**Stored entries**
• • • •

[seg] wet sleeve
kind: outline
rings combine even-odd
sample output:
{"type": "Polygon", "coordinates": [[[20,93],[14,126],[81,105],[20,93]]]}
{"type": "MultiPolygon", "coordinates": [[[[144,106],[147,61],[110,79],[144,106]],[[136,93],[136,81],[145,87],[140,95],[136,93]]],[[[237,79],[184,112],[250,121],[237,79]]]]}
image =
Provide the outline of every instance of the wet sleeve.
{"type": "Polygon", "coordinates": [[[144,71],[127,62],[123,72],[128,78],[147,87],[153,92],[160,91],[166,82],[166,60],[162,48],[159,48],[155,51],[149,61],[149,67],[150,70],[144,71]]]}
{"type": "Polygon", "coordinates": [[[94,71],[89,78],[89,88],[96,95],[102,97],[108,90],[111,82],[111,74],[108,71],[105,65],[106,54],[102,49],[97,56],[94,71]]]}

• • • •

**Exercise**
Gather every line in the records that contains the string "sleeve".

**Reply**
[seg] wet sleeve
Provide the outline of every instance of the wet sleeve.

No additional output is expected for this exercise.